SELECTED PASSAGE
It’s the same ritual that goes on in every club in the country
on the weekend, not just the American badlands of Cave’s imagination.
I wanted to evoke that in an instrumental, a kind of homage, but without
quoting
directly for most of the song. The title ‘Black Cheroot’
is pinched from a lyric.
Ideally we’d re-record this at some point with accordion and viola
(that’s
how I always hear it in my head).
From JFW:
“Dancers writhed and squirmed and then,
Came apart and then writhed again
Like squirming flies on a pin
In the heat and in the din”
The new EP and
last years mini-album were both recorded at Soup Studios
by Simon Trought, and both have a sound that retains the energy of live
performance with the depth of an ambitious band let loose in a recording
studio. I asked the Sailplanes what their recording process was generally
like.
Stacey:
We like working with Simon, he’s worked with a favourite of ours
Comet Gain.
It’s a nice chilled atmosphere he listens to what we’re
looking for. We record together live, we don’t fuss with overdubbing.
It’s always rough around the edges which, I think pretty much
represents what we’re like live. Ideally, in the future when we
have more time and money, we would like to add additional instruments
such as cello and xylophone.
The Sailplanes
regularly gig around their hometown of London, but as I’m sadly
yet to experience it, I asked them to describe their live show to me.
Tim:
I could lie and say our live shows always go according to plan, but
unfortunately this isn’t the case. Because of our make-up (plenty
of
distortion, twin guitars, no bass) we’re susceptible to sounding
like a raging
wall of fuzz with mysteriously mumbled vocals, all depending on the
venue
and who’s doing the sound. I can see why bands like Pretty
Girls Make
Graves take their own engineer everywhere - it’s something
we’d be wise to
consider. Visually, we look at our instruments too much because we play
so
many notes, we don’t dance because we’re not dancers, although
I will rock
myself backwards and forwards in a bewildered daze on occasion. We’ve
played some great shows, and we’ve played some where the sound
has let
us down. We never play shows drunk or loaded, so… um, you can’t
blame
us, haha.

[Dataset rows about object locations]
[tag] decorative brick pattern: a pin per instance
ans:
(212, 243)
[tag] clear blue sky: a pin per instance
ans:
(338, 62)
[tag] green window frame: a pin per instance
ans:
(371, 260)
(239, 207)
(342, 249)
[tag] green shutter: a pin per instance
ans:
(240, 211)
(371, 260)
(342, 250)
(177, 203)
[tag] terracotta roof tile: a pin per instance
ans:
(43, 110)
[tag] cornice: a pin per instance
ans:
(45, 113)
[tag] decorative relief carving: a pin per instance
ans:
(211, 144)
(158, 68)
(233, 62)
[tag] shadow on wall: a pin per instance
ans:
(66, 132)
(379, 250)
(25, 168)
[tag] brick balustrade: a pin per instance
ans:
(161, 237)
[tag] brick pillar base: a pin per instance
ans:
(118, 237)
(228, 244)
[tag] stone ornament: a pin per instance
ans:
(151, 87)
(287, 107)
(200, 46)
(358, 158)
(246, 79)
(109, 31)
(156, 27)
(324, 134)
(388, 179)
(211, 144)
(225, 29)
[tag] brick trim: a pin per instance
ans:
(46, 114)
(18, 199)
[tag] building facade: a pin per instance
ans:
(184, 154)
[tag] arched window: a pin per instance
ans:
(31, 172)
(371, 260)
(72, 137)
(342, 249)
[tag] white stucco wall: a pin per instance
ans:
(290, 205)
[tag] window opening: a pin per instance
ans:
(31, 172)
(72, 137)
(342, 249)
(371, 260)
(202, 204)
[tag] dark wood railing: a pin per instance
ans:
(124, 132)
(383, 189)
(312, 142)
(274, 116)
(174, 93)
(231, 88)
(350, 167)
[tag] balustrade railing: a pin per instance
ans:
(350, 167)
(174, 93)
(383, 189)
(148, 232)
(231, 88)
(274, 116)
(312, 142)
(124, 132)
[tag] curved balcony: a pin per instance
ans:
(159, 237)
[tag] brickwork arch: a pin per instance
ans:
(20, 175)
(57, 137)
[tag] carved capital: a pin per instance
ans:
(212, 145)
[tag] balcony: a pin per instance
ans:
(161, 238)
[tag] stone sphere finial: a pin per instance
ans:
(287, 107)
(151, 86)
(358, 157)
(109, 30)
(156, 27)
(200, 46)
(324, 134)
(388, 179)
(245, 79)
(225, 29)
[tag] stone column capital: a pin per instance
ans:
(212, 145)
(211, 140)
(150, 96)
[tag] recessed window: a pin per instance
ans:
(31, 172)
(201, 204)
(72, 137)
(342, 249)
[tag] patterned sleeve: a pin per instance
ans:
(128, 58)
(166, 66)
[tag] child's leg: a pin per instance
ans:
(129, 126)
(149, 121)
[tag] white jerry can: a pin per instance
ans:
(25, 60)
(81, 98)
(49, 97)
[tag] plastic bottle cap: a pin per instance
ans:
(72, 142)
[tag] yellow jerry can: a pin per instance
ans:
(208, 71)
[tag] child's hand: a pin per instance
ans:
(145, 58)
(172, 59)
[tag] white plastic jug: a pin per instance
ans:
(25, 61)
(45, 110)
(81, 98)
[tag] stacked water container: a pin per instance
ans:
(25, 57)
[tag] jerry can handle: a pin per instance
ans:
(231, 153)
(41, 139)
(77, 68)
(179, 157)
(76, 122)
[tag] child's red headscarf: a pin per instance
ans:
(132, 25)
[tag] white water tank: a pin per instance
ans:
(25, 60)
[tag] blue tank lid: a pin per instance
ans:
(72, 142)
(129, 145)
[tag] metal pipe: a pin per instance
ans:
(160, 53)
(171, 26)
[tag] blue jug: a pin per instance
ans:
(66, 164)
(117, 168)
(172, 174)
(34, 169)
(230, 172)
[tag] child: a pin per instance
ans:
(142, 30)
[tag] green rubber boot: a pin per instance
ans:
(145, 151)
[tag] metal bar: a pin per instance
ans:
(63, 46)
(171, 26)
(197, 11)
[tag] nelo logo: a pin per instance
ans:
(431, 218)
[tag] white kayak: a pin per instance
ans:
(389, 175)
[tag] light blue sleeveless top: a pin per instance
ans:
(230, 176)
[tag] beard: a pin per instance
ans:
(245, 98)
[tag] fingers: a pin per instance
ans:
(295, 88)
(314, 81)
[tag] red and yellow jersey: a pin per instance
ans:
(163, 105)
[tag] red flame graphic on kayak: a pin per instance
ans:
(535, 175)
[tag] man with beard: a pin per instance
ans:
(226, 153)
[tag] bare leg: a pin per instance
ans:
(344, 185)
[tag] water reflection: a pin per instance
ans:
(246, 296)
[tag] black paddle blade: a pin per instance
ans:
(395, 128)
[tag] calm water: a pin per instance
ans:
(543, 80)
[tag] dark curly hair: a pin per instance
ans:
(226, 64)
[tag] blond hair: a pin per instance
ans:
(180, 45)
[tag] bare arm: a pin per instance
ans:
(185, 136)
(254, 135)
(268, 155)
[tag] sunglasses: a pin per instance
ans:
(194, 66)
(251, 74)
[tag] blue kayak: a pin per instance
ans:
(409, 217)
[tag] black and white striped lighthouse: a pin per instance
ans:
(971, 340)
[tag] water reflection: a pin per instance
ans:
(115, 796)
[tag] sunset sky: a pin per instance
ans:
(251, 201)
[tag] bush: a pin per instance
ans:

THE TASKS
(1) Decide whether each statement below agrees with the interview excerpt, answering yes or no and quoting the deciding words: (a) The new EP and last year's mini-album were recorded at the same studio. (b) The band relies heavily on overdubbing when recording. (c) The band's lineup includes a bass.
(2) Tally the lines of the rows that contain the string "child", and give only the number.

THE REPLIES
(1)
(a) Yes: "were both recorded at Soup Studios"
(b) No: "we don’t fuss with overdubbing"
(c) No: "twin guitars, no bass"

(2) 4